Problem to solve | From the records below, transcribe only the lines running from the one with "Target: the street light pole" through the one with "of the police". Keep both of those end lines.

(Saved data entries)
######

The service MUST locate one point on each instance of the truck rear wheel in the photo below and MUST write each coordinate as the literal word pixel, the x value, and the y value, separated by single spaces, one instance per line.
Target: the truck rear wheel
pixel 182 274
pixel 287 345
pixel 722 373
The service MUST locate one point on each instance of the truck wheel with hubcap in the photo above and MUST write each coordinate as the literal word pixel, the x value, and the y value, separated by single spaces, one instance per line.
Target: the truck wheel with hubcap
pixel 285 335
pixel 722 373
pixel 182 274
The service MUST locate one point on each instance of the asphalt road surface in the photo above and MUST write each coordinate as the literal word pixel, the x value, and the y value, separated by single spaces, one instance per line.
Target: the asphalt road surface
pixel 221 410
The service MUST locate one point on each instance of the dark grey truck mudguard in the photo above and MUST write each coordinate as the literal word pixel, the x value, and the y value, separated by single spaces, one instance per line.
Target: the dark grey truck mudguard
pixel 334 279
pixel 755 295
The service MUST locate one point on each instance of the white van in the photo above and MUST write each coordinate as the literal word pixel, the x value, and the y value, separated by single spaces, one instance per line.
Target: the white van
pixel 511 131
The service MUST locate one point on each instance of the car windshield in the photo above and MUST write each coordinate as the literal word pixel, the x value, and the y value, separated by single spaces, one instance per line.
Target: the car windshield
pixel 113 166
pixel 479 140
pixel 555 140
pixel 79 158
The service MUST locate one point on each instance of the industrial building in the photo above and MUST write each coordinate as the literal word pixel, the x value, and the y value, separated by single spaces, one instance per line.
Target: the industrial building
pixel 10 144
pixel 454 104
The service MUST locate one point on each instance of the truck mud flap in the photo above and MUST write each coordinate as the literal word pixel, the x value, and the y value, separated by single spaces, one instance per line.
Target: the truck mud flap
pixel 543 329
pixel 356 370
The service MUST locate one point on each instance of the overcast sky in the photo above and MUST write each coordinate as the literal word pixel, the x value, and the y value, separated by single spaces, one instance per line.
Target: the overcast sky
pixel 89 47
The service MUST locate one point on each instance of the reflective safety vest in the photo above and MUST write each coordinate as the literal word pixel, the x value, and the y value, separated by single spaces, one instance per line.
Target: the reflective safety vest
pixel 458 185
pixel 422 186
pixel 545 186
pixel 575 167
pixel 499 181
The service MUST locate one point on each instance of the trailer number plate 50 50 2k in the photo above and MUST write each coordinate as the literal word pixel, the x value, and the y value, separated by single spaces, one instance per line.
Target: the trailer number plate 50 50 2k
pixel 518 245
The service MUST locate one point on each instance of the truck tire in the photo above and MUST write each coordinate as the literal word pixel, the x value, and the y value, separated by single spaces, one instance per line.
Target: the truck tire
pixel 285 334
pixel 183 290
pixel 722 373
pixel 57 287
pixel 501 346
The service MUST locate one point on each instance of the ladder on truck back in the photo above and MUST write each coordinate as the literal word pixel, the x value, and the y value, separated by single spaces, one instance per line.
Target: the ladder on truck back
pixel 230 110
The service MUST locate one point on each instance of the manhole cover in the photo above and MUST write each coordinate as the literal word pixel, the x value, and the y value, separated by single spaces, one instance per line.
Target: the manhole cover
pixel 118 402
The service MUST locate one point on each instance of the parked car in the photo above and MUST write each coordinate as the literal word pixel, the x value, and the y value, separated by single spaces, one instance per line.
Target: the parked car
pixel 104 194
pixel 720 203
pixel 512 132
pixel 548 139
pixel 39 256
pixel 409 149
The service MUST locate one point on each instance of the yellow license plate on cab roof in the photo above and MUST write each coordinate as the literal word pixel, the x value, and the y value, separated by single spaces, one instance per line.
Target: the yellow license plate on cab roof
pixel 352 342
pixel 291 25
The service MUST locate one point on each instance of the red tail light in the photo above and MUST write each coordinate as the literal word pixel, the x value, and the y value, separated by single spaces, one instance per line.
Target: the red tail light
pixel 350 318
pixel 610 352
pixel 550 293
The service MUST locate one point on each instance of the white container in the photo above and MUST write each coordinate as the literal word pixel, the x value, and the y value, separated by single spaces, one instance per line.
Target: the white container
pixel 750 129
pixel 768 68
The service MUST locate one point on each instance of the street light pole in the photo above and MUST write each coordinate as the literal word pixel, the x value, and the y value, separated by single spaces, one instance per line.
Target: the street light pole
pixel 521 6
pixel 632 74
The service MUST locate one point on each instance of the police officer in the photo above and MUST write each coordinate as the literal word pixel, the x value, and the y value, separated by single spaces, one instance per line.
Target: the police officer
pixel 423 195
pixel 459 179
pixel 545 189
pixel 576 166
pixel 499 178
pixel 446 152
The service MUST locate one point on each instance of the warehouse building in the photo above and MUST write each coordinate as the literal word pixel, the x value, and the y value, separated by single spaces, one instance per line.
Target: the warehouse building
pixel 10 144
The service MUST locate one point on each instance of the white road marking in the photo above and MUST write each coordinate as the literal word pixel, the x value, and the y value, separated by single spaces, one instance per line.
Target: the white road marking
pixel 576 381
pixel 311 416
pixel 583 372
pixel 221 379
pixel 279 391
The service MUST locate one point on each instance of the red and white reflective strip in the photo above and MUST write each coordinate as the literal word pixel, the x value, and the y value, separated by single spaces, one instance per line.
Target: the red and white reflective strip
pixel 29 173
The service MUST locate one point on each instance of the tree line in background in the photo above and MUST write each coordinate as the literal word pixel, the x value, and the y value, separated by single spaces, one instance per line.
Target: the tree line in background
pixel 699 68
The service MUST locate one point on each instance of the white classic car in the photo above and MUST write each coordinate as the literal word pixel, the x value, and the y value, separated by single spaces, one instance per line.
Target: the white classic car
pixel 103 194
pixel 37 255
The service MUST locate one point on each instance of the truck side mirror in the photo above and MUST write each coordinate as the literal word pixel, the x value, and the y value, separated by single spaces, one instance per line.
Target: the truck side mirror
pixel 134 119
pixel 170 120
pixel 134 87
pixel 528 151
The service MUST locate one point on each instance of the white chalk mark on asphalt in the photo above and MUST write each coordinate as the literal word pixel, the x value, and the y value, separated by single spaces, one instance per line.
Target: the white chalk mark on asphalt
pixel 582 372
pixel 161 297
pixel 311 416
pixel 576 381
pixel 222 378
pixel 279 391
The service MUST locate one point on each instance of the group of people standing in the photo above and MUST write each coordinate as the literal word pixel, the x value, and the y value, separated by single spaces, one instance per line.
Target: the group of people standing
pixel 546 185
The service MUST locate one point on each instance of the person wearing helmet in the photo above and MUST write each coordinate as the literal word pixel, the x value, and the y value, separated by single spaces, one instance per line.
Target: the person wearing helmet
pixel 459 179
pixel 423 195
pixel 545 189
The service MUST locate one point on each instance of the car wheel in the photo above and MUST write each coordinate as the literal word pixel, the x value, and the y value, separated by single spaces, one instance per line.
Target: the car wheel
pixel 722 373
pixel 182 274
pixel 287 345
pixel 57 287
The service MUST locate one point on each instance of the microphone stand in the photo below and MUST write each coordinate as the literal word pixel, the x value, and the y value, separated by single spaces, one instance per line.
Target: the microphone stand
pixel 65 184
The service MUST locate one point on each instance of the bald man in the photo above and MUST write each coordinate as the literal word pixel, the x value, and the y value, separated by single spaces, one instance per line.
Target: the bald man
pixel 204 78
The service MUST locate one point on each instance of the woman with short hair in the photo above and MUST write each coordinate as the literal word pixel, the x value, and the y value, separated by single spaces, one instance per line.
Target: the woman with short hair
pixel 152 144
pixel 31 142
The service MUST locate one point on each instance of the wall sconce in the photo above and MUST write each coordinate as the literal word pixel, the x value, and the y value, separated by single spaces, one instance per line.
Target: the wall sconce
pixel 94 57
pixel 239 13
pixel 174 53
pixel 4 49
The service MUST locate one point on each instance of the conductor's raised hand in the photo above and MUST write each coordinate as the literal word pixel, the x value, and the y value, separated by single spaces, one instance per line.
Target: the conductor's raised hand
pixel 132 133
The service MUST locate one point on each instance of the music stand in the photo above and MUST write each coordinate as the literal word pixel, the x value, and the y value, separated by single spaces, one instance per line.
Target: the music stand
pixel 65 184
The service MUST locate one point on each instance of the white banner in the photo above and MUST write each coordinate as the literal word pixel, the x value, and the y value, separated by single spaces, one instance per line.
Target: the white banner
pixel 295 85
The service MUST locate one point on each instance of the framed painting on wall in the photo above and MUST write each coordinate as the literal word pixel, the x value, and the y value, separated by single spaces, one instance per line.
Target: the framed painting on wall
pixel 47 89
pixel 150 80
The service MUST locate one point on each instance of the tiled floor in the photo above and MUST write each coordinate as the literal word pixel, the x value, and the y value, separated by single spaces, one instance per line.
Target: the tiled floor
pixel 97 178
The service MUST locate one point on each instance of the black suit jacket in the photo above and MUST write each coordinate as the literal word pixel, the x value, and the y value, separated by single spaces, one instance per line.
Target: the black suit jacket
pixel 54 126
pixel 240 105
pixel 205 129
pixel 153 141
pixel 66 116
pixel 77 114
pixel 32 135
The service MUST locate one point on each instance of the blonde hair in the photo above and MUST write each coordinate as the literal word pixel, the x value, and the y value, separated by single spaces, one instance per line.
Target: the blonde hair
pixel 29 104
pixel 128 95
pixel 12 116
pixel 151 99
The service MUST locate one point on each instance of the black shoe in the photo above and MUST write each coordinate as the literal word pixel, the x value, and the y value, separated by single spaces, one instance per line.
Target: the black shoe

######

Result of this task |
Target: the street light pole
pixel 521 6
pixel 632 74
The service MUST locate one point on each instance of the police officer in the photo above and MUST write each coordinate as the literal word pixel, the x value, and the y value, separated by single spaces, one instance per line.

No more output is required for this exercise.